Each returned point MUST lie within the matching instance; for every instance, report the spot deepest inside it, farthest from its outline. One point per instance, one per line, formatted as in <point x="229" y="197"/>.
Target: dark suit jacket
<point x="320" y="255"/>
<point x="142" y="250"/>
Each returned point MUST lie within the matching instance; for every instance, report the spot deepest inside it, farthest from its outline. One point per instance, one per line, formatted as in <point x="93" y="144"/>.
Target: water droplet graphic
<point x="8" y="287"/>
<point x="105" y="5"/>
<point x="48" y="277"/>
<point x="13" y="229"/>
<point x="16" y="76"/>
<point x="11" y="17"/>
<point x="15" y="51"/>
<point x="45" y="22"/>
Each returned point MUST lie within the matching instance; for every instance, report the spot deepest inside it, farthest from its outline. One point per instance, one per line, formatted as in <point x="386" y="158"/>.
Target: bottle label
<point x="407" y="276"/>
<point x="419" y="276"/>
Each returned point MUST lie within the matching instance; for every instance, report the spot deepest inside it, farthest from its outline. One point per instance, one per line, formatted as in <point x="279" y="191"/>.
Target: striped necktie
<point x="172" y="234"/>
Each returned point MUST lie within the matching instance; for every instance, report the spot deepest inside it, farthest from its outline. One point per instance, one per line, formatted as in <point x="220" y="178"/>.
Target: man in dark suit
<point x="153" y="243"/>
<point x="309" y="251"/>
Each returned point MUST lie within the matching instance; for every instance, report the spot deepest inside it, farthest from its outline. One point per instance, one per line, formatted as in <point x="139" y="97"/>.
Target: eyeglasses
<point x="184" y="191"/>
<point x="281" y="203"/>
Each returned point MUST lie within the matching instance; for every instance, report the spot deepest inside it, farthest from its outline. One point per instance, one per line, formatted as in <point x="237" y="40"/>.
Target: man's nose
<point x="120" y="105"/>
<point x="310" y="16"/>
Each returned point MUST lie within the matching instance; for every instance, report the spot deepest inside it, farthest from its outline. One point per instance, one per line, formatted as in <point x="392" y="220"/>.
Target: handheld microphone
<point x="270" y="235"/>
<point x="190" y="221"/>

==============================

Using the listing above, please repeat every entry exactly.

### Expected output
Each returned point MUST lie within the matching instance; for every instance, report the spot deepest inside it, farthest from its outline. One point per instance, one per line, formatted as in <point x="229" y="197"/>.
Target: dark suit jacket
<point x="320" y="255"/>
<point x="142" y="250"/>
Each returned point MUST lie within the matching instance; for every instance, report the spot deepest inside it, farthest from its outline. One point per instance, one per line, formatted as in <point x="93" y="144"/>.
Target: water droplet graphic
<point x="8" y="287"/>
<point x="105" y="5"/>
<point x="48" y="277"/>
<point x="13" y="229"/>
<point x="16" y="76"/>
<point x="11" y="17"/>
<point x="15" y="51"/>
<point x="45" y="22"/>
Each returned point MUST lie within the matching instance; for every instance, report the spot deepest inside it, farthest from its outline. One point per instance, one per line, formatted as in <point x="386" y="158"/>.
Target: bottle label
<point x="407" y="276"/>
<point x="419" y="276"/>
Each returned point MUST lie within the matching instance; for every instance, report the spot deepest inside it, farthest from its outline. One point per instance, one per line, formatted as in <point x="279" y="191"/>.
Target: striped necktie
<point x="172" y="234"/>
Each returned point MUST lie within the matching instance; for every instance, report the spot deepest inside it, farthest from its outline. One point per instance, one per line, formatted as in <point x="220" y="178"/>.
Target: man in dark suit
<point x="153" y="243"/>
<point x="309" y="251"/>
Each returned point MUST lie within the matching instance; for every instance, report the spot deepest inside it, farthest from its outline. One point per instance, one per line, formatted as in <point x="139" y="97"/>.
Target: eyeglasses
<point x="184" y="191"/>
<point x="281" y="203"/>
Each returned point MUST lie within the matching instance; for every instance, report the spot deepest inside it, farthest from its outline. One point per instance, one per line, formatted as in <point x="237" y="40"/>.
Target: man's nose
<point x="120" y="105"/>
<point x="310" y="16"/>
Each returned point MUST lie within the matching instance; for every instance, report the spot deepest inside it, farthest from its outline. One point per instance, one per line, formatted as in <point x="392" y="220"/>.
Target: handheld microphone
<point x="270" y="235"/>
<point x="190" y="221"/>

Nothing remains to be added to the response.